• _Problem description_: How many lines of the entries below contain the word "window"? Reply with the number alone.

• _Records for the exercise_:
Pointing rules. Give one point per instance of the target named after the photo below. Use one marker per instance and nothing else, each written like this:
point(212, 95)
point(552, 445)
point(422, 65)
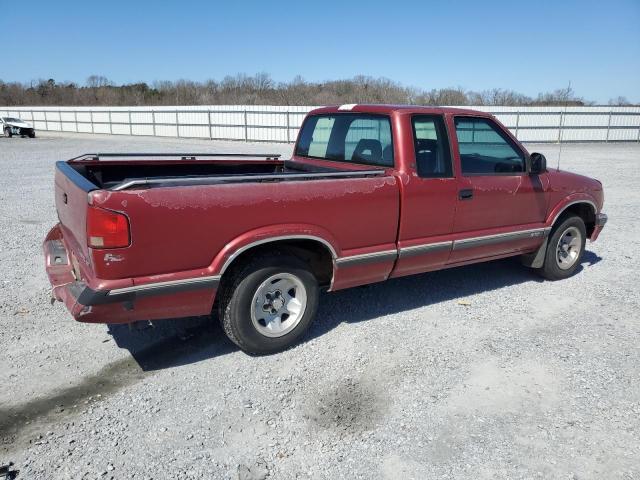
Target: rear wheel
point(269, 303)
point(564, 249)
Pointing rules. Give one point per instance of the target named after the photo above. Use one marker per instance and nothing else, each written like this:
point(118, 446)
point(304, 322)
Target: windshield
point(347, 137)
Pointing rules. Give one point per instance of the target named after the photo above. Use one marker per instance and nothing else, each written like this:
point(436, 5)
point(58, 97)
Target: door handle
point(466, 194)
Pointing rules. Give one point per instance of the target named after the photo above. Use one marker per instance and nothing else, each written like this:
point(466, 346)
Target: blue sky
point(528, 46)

* * *

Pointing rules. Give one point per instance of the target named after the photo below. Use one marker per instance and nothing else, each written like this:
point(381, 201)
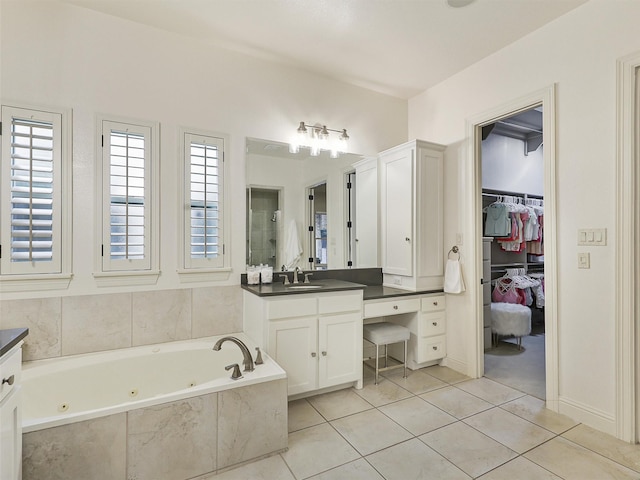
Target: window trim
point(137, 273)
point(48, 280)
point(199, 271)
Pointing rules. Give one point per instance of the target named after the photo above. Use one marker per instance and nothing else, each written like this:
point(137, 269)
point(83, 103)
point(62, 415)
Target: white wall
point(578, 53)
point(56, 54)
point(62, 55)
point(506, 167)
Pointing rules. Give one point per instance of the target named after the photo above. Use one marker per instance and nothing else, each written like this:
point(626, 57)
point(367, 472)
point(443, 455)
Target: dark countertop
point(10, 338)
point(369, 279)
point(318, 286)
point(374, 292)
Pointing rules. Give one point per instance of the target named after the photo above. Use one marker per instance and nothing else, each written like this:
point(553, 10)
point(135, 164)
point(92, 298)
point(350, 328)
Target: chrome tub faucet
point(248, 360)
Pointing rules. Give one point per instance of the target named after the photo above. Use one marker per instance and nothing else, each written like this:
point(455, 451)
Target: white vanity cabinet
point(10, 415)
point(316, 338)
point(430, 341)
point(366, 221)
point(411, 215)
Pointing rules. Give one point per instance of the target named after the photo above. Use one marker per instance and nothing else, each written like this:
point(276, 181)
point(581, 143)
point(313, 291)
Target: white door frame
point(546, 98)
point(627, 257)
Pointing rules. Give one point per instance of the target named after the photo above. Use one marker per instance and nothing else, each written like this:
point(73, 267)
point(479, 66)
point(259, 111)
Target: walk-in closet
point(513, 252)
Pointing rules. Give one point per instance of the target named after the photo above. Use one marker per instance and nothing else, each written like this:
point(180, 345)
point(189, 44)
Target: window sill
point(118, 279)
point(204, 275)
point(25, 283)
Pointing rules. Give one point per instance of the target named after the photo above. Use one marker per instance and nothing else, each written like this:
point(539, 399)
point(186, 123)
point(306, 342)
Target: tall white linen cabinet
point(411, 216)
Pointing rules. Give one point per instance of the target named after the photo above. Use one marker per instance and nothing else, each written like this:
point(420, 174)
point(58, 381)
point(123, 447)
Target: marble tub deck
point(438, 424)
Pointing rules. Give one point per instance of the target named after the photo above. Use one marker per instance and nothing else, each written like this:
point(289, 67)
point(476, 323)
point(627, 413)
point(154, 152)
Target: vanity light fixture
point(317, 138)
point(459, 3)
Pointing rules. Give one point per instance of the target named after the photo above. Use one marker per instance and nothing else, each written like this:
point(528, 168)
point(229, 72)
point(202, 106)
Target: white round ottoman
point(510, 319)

* * *

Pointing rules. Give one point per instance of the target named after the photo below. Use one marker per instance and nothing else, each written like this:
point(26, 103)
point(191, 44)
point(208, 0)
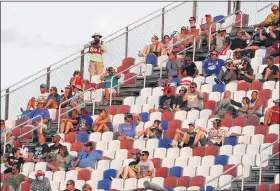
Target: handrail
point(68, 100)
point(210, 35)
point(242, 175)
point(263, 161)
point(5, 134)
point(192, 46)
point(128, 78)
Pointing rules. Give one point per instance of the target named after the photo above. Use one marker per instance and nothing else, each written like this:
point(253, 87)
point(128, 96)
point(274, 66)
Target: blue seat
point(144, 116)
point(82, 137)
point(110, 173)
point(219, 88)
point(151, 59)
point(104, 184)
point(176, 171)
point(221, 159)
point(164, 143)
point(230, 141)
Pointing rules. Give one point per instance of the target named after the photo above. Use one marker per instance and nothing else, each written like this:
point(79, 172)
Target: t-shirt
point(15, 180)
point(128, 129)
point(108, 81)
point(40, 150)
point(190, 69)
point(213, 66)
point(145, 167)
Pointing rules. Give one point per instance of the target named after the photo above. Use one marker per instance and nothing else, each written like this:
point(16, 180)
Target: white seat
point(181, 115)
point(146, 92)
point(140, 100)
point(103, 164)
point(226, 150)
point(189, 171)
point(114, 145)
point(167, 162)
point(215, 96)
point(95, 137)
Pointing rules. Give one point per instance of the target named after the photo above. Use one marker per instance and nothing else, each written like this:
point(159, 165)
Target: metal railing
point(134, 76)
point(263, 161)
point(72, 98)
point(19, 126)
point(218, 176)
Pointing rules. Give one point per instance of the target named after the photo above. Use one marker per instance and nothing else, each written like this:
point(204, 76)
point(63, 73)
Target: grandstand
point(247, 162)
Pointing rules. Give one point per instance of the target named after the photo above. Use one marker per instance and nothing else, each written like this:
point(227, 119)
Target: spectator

• _Worked answer_: 2